DIRECTION -
Copy out the rows from the line with "[trace] **white baseboard**" up to and including the line with "M 287 399 L", shifting each coordinate in the answer outline up by 116 and keeping every other line as it is.

Segmentation labeling items -
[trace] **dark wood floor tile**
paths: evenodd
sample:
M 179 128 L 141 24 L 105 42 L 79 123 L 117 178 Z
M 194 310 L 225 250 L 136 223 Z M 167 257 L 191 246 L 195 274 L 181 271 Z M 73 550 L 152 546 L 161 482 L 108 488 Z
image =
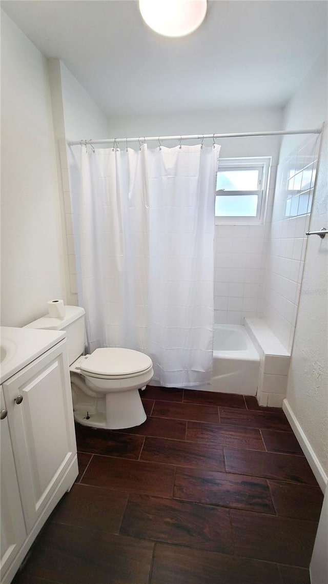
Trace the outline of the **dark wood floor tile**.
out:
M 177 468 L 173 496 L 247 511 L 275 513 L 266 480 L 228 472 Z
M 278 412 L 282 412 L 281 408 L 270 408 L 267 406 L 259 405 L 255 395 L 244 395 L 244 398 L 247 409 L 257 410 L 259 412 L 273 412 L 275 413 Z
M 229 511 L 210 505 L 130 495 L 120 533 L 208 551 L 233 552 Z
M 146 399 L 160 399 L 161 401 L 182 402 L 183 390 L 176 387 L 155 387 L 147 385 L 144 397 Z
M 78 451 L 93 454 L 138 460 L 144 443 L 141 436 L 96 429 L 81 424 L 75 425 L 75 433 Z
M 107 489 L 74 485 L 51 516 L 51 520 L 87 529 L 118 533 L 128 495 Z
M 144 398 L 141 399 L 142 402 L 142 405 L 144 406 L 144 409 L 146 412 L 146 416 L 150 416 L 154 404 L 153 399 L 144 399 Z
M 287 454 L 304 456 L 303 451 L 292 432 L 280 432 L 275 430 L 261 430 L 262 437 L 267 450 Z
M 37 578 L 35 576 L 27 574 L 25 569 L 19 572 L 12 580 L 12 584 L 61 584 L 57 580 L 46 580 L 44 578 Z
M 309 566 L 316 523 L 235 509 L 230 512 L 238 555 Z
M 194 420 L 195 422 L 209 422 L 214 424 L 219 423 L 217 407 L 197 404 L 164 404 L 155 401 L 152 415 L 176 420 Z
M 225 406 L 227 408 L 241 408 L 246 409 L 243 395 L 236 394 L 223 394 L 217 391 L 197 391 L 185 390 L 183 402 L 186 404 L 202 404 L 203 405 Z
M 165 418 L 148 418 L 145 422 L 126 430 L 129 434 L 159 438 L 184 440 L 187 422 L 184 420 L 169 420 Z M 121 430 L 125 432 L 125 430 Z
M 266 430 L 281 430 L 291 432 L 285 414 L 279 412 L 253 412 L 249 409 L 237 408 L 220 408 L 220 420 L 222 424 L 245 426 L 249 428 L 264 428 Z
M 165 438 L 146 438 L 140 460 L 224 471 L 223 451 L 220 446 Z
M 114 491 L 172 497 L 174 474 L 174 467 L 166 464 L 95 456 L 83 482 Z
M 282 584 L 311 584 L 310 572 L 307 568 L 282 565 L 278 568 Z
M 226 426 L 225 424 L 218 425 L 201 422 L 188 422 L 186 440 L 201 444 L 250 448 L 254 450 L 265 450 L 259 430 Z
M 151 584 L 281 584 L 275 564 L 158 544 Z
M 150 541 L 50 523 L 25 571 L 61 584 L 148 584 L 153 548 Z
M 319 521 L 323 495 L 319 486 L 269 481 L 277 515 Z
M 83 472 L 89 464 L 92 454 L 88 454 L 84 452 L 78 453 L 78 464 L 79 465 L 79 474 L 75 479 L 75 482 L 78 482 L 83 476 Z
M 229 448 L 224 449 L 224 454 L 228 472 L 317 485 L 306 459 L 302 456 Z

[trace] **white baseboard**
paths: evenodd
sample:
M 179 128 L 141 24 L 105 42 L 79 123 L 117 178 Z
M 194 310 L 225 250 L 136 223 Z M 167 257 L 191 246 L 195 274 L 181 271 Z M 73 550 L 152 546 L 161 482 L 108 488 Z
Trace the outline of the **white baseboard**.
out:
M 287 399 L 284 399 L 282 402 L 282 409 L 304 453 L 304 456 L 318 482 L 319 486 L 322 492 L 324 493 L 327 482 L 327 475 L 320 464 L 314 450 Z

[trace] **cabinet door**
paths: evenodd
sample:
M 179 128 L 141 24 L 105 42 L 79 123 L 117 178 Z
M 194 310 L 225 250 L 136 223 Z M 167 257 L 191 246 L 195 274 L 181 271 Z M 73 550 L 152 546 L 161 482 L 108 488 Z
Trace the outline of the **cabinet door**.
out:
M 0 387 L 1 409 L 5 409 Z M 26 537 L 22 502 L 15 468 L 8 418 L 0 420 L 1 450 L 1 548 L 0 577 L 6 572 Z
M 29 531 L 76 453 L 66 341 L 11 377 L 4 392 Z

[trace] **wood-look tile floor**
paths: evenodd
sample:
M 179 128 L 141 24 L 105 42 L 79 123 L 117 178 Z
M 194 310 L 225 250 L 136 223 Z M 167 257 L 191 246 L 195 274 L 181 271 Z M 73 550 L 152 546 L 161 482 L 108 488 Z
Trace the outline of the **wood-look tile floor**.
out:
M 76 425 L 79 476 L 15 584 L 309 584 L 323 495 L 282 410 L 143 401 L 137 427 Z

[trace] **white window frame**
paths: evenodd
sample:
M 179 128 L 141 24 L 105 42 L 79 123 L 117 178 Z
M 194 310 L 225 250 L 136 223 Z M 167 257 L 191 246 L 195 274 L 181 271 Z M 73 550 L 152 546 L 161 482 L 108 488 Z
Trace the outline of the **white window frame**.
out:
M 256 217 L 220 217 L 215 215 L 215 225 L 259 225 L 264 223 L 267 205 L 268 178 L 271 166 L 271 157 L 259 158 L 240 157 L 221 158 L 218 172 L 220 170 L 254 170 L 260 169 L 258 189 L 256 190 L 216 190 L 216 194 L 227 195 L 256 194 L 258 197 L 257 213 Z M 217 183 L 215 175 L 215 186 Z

IN RESPONSE -
[trace] **white baseboard**
paths: evenodd
sample:
M 179 128 L 141 24 L 105 42 L 79 123 L 117 178 Z
M 194 310 L 225 250 L 136 223 Z M 167 257 L 191 246 L 195 274 L 181 271 Z M 73 550 L 152 546 L 161 482 L 108 488 Z
Trace the outline of the **white baseboard**.
out:
M 403 515 L 400 515 L 398 518 L 398 525 L 420 569 L 420 572 L 434 598 L 435 602 L 438 608 L 440 609 L 443 598 L 443 591 L 436 580 L 430 566 Z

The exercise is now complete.